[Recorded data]
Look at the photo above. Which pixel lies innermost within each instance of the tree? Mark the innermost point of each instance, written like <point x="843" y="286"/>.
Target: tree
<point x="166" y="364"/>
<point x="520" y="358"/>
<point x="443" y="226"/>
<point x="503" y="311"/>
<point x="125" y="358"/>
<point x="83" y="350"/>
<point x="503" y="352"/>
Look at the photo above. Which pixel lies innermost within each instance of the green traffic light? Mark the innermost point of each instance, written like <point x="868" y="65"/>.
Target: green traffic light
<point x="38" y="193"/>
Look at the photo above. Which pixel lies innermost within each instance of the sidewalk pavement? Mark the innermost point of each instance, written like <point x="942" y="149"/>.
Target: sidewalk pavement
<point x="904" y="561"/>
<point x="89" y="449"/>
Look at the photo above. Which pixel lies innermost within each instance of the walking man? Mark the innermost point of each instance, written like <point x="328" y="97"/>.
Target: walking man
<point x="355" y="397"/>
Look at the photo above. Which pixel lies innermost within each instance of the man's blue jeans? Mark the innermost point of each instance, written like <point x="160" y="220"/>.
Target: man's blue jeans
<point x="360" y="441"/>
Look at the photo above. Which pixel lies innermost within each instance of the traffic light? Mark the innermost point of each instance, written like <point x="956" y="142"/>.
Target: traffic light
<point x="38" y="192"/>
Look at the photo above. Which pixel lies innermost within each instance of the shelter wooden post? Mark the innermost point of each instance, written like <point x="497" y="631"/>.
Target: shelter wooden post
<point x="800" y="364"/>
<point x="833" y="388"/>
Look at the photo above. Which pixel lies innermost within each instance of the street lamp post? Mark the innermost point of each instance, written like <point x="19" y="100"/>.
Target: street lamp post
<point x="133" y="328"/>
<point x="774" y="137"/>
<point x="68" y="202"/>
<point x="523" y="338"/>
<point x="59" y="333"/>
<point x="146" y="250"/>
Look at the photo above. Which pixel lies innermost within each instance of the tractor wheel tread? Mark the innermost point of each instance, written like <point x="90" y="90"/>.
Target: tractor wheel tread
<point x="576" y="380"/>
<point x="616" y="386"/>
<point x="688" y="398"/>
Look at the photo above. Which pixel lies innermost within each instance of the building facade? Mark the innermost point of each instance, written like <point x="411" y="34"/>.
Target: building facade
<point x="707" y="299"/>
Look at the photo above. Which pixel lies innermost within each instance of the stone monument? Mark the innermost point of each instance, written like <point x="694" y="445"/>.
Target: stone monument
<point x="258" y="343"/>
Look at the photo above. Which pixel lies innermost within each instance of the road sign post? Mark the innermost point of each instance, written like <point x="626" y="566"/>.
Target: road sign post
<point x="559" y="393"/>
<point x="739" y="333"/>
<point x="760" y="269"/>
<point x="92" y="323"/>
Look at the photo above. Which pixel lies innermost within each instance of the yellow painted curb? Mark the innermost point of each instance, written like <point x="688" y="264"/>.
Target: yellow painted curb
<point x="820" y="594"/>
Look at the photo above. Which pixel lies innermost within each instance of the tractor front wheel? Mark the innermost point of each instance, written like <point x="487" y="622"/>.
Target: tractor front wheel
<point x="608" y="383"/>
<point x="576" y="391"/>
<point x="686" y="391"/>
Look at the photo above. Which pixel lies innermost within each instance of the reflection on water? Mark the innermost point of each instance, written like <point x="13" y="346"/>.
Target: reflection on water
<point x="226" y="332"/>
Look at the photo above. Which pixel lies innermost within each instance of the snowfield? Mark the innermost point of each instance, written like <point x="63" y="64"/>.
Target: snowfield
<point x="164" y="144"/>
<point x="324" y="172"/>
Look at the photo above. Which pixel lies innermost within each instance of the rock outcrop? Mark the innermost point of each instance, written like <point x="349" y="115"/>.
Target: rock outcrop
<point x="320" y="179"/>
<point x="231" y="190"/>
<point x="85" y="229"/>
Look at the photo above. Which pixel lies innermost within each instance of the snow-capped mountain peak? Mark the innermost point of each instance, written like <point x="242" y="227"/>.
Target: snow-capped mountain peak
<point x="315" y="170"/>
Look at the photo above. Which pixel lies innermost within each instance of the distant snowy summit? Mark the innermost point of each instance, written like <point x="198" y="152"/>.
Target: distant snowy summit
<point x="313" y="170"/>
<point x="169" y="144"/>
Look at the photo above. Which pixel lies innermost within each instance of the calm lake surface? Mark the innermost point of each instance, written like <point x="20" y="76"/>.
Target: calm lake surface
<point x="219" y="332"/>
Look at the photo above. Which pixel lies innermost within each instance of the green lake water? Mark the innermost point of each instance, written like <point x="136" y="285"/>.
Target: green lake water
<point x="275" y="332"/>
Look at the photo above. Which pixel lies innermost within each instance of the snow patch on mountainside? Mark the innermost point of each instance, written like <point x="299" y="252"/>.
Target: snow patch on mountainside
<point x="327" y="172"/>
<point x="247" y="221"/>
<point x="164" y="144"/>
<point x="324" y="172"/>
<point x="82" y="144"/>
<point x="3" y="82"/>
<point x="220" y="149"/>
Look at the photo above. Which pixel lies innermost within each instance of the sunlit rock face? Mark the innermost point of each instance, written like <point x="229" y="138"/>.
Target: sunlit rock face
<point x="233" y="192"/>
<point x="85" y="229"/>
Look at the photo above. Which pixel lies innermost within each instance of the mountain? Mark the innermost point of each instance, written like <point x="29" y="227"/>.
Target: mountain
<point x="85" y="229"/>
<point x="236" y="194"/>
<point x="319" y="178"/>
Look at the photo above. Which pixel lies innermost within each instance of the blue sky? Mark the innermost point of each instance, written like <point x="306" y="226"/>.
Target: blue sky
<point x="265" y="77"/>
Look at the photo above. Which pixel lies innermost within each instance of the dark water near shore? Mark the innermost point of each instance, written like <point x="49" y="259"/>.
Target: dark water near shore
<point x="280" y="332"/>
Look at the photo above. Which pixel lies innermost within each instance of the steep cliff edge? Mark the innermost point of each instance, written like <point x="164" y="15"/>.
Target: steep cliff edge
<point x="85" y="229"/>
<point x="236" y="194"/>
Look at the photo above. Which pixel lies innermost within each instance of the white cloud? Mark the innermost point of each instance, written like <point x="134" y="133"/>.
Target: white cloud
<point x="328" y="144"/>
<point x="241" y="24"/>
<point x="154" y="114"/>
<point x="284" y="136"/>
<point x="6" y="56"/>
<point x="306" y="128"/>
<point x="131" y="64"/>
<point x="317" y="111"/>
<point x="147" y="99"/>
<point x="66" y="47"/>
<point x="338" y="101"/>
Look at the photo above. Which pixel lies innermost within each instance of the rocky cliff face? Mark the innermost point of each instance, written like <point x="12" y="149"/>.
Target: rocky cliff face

### Assignment:
If a line above holds the string "rocky", copy it out.

### Solution to the problem:
Look at the photo above. Which pixel lies innermost within each instance of the rocky cliff face? Mark the innermost point of each instance, written like <point x="12" y="149"/>.
Target: rocky cliff face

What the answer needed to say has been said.